In the article about Simon Sinek's speech, which company does Sinek hold up as his quintessential example, and what does it always aim to do?

::: Article :::

In his speech “How great leaders inspire action,” Simon Sinek boils down the reason why people choose to purchase from a brand to one factor. As he puts it, “People don’t buy what you do; they buy why you do it.” Is Simon Sinek right?
Yes….and no. A better question might be “is it always this simple?” As with many other things in life, there is very little black and white….and tons of gray. I argue that he’s right in certain circumstances, yet wrong in others.
When a brand has an opportunity and/or stands in an industry where it is able to make a mark, then yes, of course the “why” can make a major impact in people’s purchasing decisions. Sinek uses Apple as a quintessential example; they aim to always “challenge the status quo,” and in an industry in which many customers are always seeking the latest and best, this works like a charm. However, we must remember that Apple had the opportunity available to them—by entering the “right” industry to promote this philosophy, and even by doing it at the right time in history!

::: Collected data :::

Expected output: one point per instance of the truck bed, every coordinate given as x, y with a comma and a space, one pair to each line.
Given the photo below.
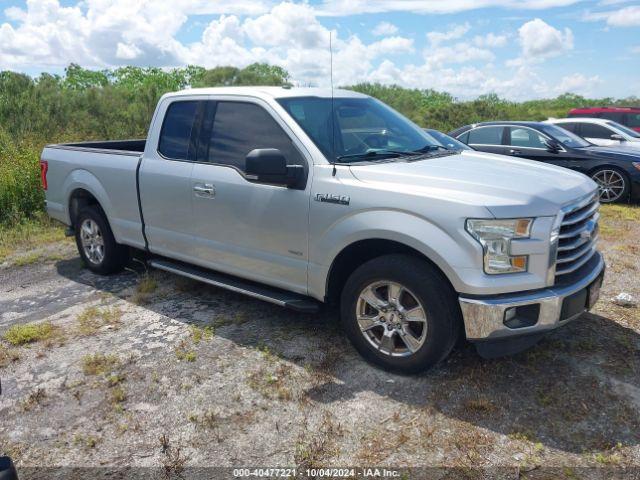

:::

> [Full output]
Apple, which always aims to "challenge the status quo."